▶ _Document passage_:

This skill proves key to The Host’s success, because what really makes the movie is its lovably dysfunctional family of heroes. They may not be the smartest, toughest, or most honorable bunch, but they all love Hyun-seo deeply and are willing to risk their lives to save her. They’re a group so thoroughly, recognizably human that it’s impossible not to root for them, none more so than Gang-Doo. Thanks to the clever script and Song Kang-Ho’s winning performance, Gang-Doo emerges as both a hapless goofball and a devoted father capable of real bravery. Bong clearly has great affection for these characters, and the feeling is infectious.
On the negative side, the storytelling can be clunky, and one suspects the writers began with a list of scenes they wanted to include and adjusted the story in between to accommodate them. As a result, the plotting sometimes resorts to sloppy tricks like the use of implausible deus ex machina to get from point A to point B. That said, the pacing rarely suffers, and the scenes are generally so entertaining on their own that their sporadic lack of coherence with the greater story is easy to forgive. The unconventional narrative also makes the movie excitingly unpredictable – especially during its on-the-lam second act. There is one climactic moment that seasoned moviegoers will see coming, but it’s executed with such crowd-pleasing panache that you’ll cheer anyway.

▶ _Data segment_:
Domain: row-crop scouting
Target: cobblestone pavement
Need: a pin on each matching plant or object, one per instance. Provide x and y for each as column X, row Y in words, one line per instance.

▶ _What you should do_:
Carry on with the review of The Host from its last sentence, keeping the same critical voice.

▶ _Solved problem_:
It’s hard to imagine any of this working nearly as well if the movie’s title attraction were a letdown, but it’s quite the opposite. The Host’s monster is a uniquely grotesque creation: an amphibious hodgepodge of aquatic creatures. With its many legs and multi-jawed face, it’s a visually indelible movie monster, notable especially for its front-heavy silhouette. The CGI effects have aged quite well; there are shaky moments here and there, but the monster convinces more often than not, never more so than during the harrowing scenes of Hyun-seo in its lair. These are the only times the movie fully embraces horror, and they don’t disappoint. The narrow, cavernous storm drain is a hellishly realized location, with palpably dank concrete surfaces and bodies piled on the floor. Crucially, these scenes are used sparingly; Hyun-seo’s subplot gets the exact amount of time it deserves, and its simple but effective storyline shows more discipline than the rest of the movie.
Unlike the occasionally-iffy CGI, the rest of the movie’s technical aspects leave little to be desired. The moody cinematography helps to create a tangible sense of place, cleverly starting off on a warmly saturated sunny day which offers a striking contrast to the dark grays and greens that dominate the movie’s perpetually rainy midsection. And Lee Byung-woo’s score oozes personality, filtering a tuneful main theme through whatever arrangement suits the current mood, be it scary, comic, or mournful.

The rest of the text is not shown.